**Extract to read**
-=-=-=-=-

# Why didn't my pear preserves thicken/gel?



## PrairieBelle22 (Nov 17, 2006)

This was my first time to make pear preserves so I tried to follow the recipe

I started with 1 gallon of fruit and it made 7 1/2 pints of pear preserves. The recipe called for 4 quarts of pear slices and 2 quarts of sugar. It said to pour the sugar over the pears and refrigerate overnight. It said to bring the pears to a boil the next day and add some allspice and ground cloves. Then add "the appropriate amount of pectin". I add 2 pouches of liquid pectin as the box called for 1 pouch per 2 quarts of fruit, bring to a boil and boil for 1 minute. I did all that.

I then packed it in hot jars and put in boiling water bath for 10 minutes - accourding to insrtuctions. It did take my water a long time to return to a boil after adding the jars to the canner (electric stove - grrr). I don't really think that was the problem becuase I had a half pint left over that I placed in refrigerator and the juice didn't thicken there either.

I've got more pears to put up and I don't want to make the same mistake twice.
Whatever recommendations you can make are greatly appreciated.

-=-=-=-=-

(Items from a dataset)
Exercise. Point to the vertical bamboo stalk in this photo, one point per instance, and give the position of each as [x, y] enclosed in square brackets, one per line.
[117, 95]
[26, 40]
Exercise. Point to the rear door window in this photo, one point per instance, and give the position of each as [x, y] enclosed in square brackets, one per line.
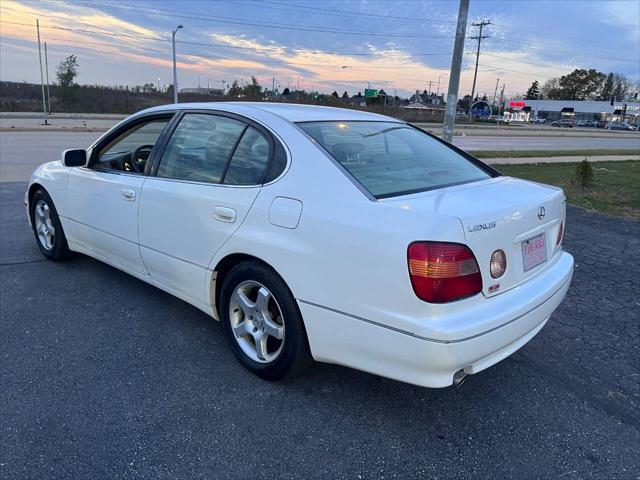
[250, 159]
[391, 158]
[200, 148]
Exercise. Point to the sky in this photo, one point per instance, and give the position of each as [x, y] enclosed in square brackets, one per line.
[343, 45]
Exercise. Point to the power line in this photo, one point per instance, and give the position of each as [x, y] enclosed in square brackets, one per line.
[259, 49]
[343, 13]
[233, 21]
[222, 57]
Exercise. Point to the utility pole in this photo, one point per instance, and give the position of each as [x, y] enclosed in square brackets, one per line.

-=-=-=-=-

**Exercise instructions**
**a)** According to the pear preserves thread, how many pints of preserves came from 1 gallon of fruit?
**b)** Copy the passage in the pear preserves thread starting with "I started with" and going on through "did all that.".
**c)** Translate this sentence from the pear preserves thread into Spanish: "I've got more pears to put up and I don't want to make the same mistake twice."
The data has no role in this work.

**Correct answers**
**a)** 7 1/2 pints

**b)**
I started with 1 gallon of fruit and it made 7 1/2 pints of pear preserves. The recipe called for 4 quarts of pear slices and 2 quarts of sugar. It said to pour the sugar over the pears and refrigerate overnight. It said to bring the pears to a boil the next day and add some allspice and ground cloves. Then add "the appropriate amount of pectin". I add 2 pouches of liquid pectin as the box called for 1 pouch per 2 quarts of fruit, bring to a boil and boil for 1 minute. I did all that.

**c)** Tengo más peras para conservar y no quiero cometer el mismo error dos veces.